== Recorded data ==
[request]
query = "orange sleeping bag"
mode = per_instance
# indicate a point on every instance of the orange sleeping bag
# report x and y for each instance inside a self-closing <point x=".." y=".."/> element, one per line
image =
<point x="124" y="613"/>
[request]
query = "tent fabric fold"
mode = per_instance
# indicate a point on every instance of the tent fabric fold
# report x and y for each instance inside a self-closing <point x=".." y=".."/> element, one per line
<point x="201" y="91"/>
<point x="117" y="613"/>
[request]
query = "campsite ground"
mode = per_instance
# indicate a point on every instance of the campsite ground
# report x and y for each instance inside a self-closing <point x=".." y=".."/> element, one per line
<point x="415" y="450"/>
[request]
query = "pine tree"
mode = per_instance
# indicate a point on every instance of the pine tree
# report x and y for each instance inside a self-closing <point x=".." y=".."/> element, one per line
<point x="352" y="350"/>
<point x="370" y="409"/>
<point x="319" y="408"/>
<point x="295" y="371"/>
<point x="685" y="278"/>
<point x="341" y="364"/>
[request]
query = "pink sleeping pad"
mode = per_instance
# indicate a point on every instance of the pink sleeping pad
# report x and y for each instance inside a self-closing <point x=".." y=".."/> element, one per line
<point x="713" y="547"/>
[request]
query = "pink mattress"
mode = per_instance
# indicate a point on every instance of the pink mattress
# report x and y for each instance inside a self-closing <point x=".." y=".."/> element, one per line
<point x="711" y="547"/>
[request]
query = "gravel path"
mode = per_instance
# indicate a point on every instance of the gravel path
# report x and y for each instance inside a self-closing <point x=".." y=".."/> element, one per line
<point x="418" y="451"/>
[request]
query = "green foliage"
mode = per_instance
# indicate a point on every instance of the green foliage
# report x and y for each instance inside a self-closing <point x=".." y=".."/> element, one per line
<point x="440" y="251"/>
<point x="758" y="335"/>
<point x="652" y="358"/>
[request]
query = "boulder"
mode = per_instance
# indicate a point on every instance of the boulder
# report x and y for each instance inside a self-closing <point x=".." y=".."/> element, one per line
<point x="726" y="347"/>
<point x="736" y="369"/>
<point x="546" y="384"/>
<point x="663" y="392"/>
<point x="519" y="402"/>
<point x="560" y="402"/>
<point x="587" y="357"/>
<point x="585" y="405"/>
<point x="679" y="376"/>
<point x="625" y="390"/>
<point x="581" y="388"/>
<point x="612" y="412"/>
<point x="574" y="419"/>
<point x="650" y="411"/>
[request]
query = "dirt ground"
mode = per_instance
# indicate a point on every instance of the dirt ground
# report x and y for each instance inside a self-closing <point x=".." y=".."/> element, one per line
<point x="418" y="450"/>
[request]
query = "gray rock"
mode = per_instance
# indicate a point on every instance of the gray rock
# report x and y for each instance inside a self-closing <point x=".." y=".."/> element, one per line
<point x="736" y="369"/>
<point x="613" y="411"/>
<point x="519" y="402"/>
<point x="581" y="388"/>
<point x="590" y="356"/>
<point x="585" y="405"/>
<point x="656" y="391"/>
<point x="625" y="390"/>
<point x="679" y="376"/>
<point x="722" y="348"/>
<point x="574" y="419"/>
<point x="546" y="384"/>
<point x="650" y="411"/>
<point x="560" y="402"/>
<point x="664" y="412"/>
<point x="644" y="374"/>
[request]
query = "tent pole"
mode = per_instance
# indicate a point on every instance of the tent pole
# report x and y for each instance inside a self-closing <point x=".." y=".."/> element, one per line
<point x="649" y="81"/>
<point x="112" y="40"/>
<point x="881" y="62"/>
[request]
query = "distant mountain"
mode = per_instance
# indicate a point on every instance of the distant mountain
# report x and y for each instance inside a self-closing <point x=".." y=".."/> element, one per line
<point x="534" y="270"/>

== Instructions to follow ==
Return the lines above exactly, keeping every word.

== Final result ==
[request]
query = "orange sleeping bag"
mode = per_instance
# indicate a point on every instance of the orange sleeping bag
# report x and y for each instance inside a self-closing <point x=".." y=".."/> element, one per line
image =
<point x="124" y="613"/>
[request]
query = "tent fabric fold"
mode = per_instance
# indicate a point on every instance of the tent fabric fold
# report x and y for each instance inside a self-closing <point x=".." y=".."/> element, one per line
<point x="201" y="91"/>
<point x="117" y="613"/>
[request]
query = "campsite ground"
mode = per_instance
# indicate a point on every instance of the campsite ground
# report x and y for each instance inside a self-closing <point x=".." y=".."/> element, one per line
<point x="415" y="450"/>
[request]
query = "pine tree"
mode = per_instance
# indicate a point on every instance of the pine tree
# report x and y for each instance inside a self-closing <point x=".." y=".."/> element, one per line
<point x="352" y="350"/>
<point x="370" y="409"/>
<point x="319" y="408"/>
<point x="295" y="371"/>
<point x="685" y="278"/>
<point x="341" y="364"/>
[request]
query = "pink sleeping pad"
mode = per_instance
# indicate a point on every instance of the pink sleeping pad
# report x and y for each instance inside a self-closing <point x=".." y=".."/> element, one per line
<point x="713" y="547"/>
[request]
query = "pink mattress"
mode = per_instance
# indicate a point on every instance of the pink mattress
# report x and y for each instance inside a self-closing <point x=".." y=".."/> element, one per line
<point x="711" y="547"/>
[request]
query = "gravel path"
mode = per_instance
# indicate a point on every instance of the gravel path
# report x and y for each instance inside a self-closing <point x=".." y=".."/> element, one per line
<point x="418" y="451"/>
[request]
query = "green foliage"
mode = per_instance
# indicate a point on every instance of the green foliage
# report x and y for each instance inside a self-closing <point x=".." y=".."/> element, one per line
<point x="440" y="251"/>
<point x="758" y="335"/>
<point x="652" y="358"/>
[request]
query = "boulder"
mode = per_instance
# indicate a point on every instance of the boulder
# report x and y for each instance inside a self-closing <point x=".." y=".."/> element, one per line
<point x="726" y="347"/>
<point x="736" y="369"/>
<point x="546" y="384"/>
<point x="663" y="392"/>
<point x="519" y="402"/>
<point x="560" y="402"/>
<point x="587" y="357"/>
<point x="585" y="405"/>
<point x="679" y="376"/>
<point x="625" y="390"/>
<point x="581" y="388"/>
<point x="612" y="412"/>
<point x="574" y="419"/>
<point x="650" y="411"/>
[request]
query = "dirt ground"
mode = per_instance
# indicate a point on every instance of the dirt ground
# report x and y for each instance inside a self-closing <point x=".." y=".."/> element, one per line
<point x="418" y="450"/>
[request]
query = "gray rock"
mode = per_instance
# indicate a point on every instance of the gray rock
# report x and y for each instance inside a self-closing <point x=".." y=".."/> element, one per line
<point x="736" y="369"/>
<point x="613" y="411"/>
<point x="519" y="402"/>
<point x="581" y="388"/>
<point x="590" y="356"/>
<point x="585" y="405"/>
<point x="656" y="391"/>
<point x="625" y="390"/>
<point x="679" y="376"/>
<point x="722" y="348"/>
<point x="574" y="419"/>
<point x="546" y="384"/>
<point x="650" y="411"/>
<point x="560" y="402"/>
<point x="664" y="412"/>
<point x="644" y="374"/>
[request]
query = "tent pole"
mode = per_instance
# indicate a point on every instance of the tent pole
# report x and y for each instance inside a self-closing <point x=".." y=".."/> element, one per line
<point x="649" y="81"/>
<point x="112" y="40"/>
<point x="881" y="62"/>
[request]
query = "distant mountain"
mode = per_instance
# indicate a point on every instance of the distant mountain
# report x and y for each instance inside a self-closing <point x=".." y=".."/> element, one per line
<point x="534" y="270"/>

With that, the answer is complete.